**Task**
Restate each of the lines given below, word for word.

**Provided material**
□ □ □ □

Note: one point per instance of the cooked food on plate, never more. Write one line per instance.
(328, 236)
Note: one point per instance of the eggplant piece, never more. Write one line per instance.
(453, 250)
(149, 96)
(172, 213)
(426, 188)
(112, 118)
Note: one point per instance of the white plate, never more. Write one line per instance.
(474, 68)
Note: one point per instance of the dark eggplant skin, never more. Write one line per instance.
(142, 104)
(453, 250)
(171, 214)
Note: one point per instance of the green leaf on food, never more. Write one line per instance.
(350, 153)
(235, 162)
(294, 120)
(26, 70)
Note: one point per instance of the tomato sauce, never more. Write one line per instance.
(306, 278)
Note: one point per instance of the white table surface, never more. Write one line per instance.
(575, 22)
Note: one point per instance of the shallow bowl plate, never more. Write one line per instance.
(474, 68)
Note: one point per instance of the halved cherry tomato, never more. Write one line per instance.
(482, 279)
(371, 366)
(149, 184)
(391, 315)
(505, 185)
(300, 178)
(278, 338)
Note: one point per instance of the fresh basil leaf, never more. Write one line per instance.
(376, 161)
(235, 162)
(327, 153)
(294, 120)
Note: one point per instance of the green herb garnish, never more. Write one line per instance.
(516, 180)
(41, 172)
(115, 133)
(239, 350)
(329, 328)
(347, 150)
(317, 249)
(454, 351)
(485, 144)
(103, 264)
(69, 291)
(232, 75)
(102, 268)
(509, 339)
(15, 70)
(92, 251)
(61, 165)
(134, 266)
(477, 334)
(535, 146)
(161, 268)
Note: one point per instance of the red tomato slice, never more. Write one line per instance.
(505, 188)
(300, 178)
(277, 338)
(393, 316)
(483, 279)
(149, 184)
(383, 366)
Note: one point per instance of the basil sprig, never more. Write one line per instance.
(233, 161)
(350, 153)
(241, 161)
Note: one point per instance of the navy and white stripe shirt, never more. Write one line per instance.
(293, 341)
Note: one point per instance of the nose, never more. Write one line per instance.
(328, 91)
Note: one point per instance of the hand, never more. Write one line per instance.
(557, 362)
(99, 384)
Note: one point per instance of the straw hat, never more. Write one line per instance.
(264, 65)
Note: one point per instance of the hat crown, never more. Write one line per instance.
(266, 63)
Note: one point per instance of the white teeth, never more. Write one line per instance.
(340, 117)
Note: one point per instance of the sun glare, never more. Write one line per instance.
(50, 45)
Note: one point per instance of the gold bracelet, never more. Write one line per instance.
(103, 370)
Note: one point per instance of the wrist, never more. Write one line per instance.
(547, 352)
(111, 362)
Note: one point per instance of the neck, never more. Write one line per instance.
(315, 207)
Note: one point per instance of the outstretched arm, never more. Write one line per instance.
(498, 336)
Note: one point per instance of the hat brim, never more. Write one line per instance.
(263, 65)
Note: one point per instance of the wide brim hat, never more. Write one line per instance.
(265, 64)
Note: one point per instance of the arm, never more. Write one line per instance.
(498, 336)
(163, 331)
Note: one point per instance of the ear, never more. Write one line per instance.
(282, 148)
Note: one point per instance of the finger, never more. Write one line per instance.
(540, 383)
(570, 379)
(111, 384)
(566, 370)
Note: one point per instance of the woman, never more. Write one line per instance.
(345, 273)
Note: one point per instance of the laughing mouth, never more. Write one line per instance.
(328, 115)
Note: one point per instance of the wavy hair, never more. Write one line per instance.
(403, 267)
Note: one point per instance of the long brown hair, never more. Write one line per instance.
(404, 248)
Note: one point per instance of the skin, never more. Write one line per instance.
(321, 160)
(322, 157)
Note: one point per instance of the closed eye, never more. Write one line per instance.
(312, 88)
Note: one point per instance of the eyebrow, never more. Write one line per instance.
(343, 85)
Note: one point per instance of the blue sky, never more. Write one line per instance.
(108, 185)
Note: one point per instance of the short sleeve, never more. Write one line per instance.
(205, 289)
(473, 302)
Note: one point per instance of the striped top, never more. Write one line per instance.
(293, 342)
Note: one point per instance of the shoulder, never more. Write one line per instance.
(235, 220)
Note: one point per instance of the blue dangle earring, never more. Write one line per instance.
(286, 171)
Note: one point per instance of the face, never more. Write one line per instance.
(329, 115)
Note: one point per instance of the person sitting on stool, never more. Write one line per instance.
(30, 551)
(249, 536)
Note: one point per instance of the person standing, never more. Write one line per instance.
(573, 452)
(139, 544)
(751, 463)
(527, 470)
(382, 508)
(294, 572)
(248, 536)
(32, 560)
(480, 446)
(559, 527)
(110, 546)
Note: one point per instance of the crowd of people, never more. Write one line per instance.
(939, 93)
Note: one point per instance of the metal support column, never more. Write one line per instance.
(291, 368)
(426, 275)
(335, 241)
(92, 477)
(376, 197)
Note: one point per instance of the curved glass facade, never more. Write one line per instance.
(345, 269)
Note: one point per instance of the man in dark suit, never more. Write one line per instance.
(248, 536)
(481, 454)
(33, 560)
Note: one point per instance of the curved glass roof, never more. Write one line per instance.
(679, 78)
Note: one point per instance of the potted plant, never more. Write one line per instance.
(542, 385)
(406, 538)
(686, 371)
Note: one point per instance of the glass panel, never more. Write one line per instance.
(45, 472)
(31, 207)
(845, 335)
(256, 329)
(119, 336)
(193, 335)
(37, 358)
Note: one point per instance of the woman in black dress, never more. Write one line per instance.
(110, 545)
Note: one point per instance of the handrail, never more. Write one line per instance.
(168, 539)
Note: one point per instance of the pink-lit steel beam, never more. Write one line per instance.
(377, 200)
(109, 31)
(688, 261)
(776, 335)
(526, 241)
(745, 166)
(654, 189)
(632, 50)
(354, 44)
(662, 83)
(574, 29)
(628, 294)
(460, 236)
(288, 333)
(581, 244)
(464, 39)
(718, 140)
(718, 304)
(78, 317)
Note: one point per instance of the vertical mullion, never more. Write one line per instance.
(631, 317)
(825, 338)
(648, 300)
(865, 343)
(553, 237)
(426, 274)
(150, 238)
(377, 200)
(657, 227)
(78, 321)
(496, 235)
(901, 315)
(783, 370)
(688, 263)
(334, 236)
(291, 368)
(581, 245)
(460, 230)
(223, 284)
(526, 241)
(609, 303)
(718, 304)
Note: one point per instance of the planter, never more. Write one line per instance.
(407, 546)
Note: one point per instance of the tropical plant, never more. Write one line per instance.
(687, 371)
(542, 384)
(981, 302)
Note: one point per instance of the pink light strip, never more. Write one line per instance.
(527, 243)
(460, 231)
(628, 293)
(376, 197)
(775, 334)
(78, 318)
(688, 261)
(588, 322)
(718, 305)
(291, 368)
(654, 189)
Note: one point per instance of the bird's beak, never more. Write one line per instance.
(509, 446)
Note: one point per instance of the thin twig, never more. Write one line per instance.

□ □ □ □

**Answer to this exercise**
Note: one point per instance of the cooked food on plate, never more. Write one line per instance.
(328, 236)
Note: one point per instance of the eggplant piece, never more. Write one line per instance.
(453, 250)
(149, 96)
(172, 213)
(426, 188)
(112, 118)
Note: one point per instance of the white plate, never more. Write one line per instance.
(474, 68)
Note: one point per instance of the dark eggplant skin, never more. Write one line per instance.
(142, 104)
(453, 250)
(171, 214)
Note: one point per instance of the green leaf on food, never more. Write one line per instance.
(350, 153)
(235, 162)
(294, 120)
(26, 70)
Note: one point per instance of the tomato sauce, never more. Write one line per instance.
(306, 278)
Note: one point per instance of the white table surface, never more. Write one line per instance.
(575, 22)
Note: one point per instance of the shallow bowl plate, never more. Write one line per instance.
(474, 68)
Note: one point per instance of the halved cherry tomato, never more. Write one line per instance.
(482, 279)
(371, 366)
(149, 184)
(391, 315)
(505, 185)
(300, 178)
(278, 338)
Note: one point per instance of the fresh basil leaf, never more. Write one line per instance.
(376, 161)
(235, 162)
(327, 153)
(294, 120)
Note: one point per instance of the green herb garnish, never more. Write one line per instance.
(516, 180)
(41, 172)
(115, 133)
(239, 350)
(329, 328)
(347, 150)
(317, 249)
(454, 351)
(485, 144)
(103, 264)
(69, 291)
(232, 75)
(102, 268)
(509, 339)
(15, 70)
(92, 251)
(61, 165)
(134, 266)
(477, 334)
(535, 146)
(161, 268)
Note: one point per instance of the red tomato slice, never more. Write one line per instance.
(505, 188)
(300, 178)
(277, 338)
(393, 316)
(483, 279)
(149, 184)
(383, 366)
Note: one point per instance of the basil sprig, never more. Write one line per instance.
(233, 161)
(350, 153)
(241, 161)
Note: one point per instance of the navy and white stripe shirt, never more. Write one line per instance.
(293, 341)
Note: one point per instance of the nose, never more. Write one line per instance.
(328, 91)
Note: one point per instance of the hand, never more. Write one line per instance.
(557, 362)
(99, 384)
Note: one point per instance of the straw hat, never more. Write one line per instance.
(264, 65)
Note: one point per instance of the hat crown, never more. Write one line per instance.
(266, 63)
Note: one point per instance of the white teeth, never more. Write one line per instance.
(340, 117)
Note: one point per instance of the sun glare, never more. Write one line per instance.
(50, 45)
Note: one point per instance of the gold bracelet, never more. Write one line per instance.
(103, 370)
Note: one point per instance of the wrist, never more. Write one line per instance.
(547, 352)
(111, 362)
Note: one point per instance of the neck, never more. Write one line per instance.
(315, 207)
Note: one point per instance of the outstretched arm, never more. Write one line per instance.
(498, 336)
Note: one point per instance of the hat brim, never more. Write one line per instance.
(263, 65)
Note: one point per instance of the wide brim hat, never more. Write one line per instance.
(265, 64)
Note: one point per instance of the arm, never more. Write one line per instance.
(498, 336)
(163, 331)
Note: one point per instance of the ear, never more. Write one line per instance.
(282, 148)
Note: one point per instance of the finger, never more. Write one line per instance.
(540, 383)
(570, 379)
(111, 384)
(566, 370)
Note: one point per instance of the woman, never more. Write one line per instance.
(345, 273)
Note: one point per instance of the laughing mouth, never more. Write one line per instance.
(328, 115)
Note: one point per instance of the wavy hair, never more. Write one line per instance.
(403, 267)
Note: one point per instance of the long brown hair, never more. Write one line per instance.
(404, 248)
Note: one point per instance of the skin, never more. Write one line per instance.
(321, 160)
(322, 157)
Note: one point per instance of the closed eye, never more. Write one line per instance.
(312, 88)
Note: one point per instance of the eyebrow, never more. Write one line per instance.
(343, 85)
Note: one point per instance of the blue sky, never more. Write one line per instance.
(108, 185)
Note: one point per instance of the short sleeve, never more. Write one line per instance.
(205, 289)
(473, 302)
Note: one point per instance of the striped top, never more. Write one line per instance.
(293, 342)
Note: one point per instance of the shoulder, never more. Write one line per instance.
(235, 220)
Note: one point per instance of the blue dangle earring, never more. Write one line per instance.
(286, 171)
Note: one point per instance of the face, never more. Write one line per instance.
(329, 115)
Note: one point per instance of the person sitting on stool, never more. Write one line per instance.
(30, 551)
(249, 536)
Note: one point per instance of the person standing, never more. Write one line per instance.
(573, 452)
(139, 544)
(751, 463)
(527, 470)
(382, 508)
(294, 572)
(248, 536)
(32, 560)
(480, 446)
(559, 527)
(110, 546)
Note: one point per instance of the crowd of people, never more. Write one line per instance.
(939, 93)
Note: one point per instance of the metal support column, never more. Write one line per instance.
(291, 368)
(426, 275)
(335, 241)
(92, 477)
(376, 197)
Note: one point per instance of the curved glass facade, never more. Write one line per instance.
(345, 269)
Note: one point per instance of the man in dark suit, never more. Write one line per instance.
(248, 536)
(481, 454)
(33, 560)
Note: one point per instance of the curved glass roof, never more. Write one line per instance.
(679, 78)
Note: one point per instance of the potted plant, never more. Write one line per instance.
(542, 385)
(406, 538)
(686, 371)
Note: one point per instance of the glass panel, never more. Write one line per instance.
(45, 472)
(31, 207)
(845, 335)
(256, 329)
(119, 336)
(193, 335)
(37, 358)
Note: one point per instance of the woman in black dress, never more. Write one line per instance.
(110, 545)
Note: one point per instance of the handrail, never more. Write one line per instance.
(168, 539)
Note: one point per instance of the pink-lit steel beam, never more. Write one line per instance.
(377, 200)
(109, 31)
(688, 261)
(776, 335)
(526, 241)
(745, 166)
(654, 189)
(632, 50)
(354, 44)
(662, 83)
(574, 29)
(628, 294)
(460, 236)
(288, 333)
(581, 244)
(464, 39)
(718, 140)
(718, 304)
(78, 317)
Note: one point per instance of the vertical mullion, never more. Write one line per instance.
(631, 317)
(825, 338)
(648, 300)
(865, 343)
(553, 237)
(426, 274)
(150, 238)
(377, 200)
(657, 227)
(78, 321)
(496, 235)
(901, 315)
(783, 370)
(688, 263)
(334, 236)
(291, 368)
(581, 245)
(460, 230)
(223, 284)
(526, 241)
(609, 303)
(718, 304)
Note: one point per instance of the planter, never more. Write one line per instance.
(407, 546)
Note: one point per instance of the tropical plant, never more. Write one line per instance.
(687, 371)
(542, 384)
(981, 302)
Note: one point per instance of the pink light strip, never more. Write one line per instance.
(527, 243)
(460, 231)
(628, 293)
(376, 197)
(775, 334)
(78, 318)
(688, 261)
(588, 322)
(718, 305)
(291, 368)
(654, 189)
Note: one point per instance of the bird's beak, never more. Write one line per instance.
(509, 446)
Note: one point per instance of the thin twig, never more. Write one line per instance.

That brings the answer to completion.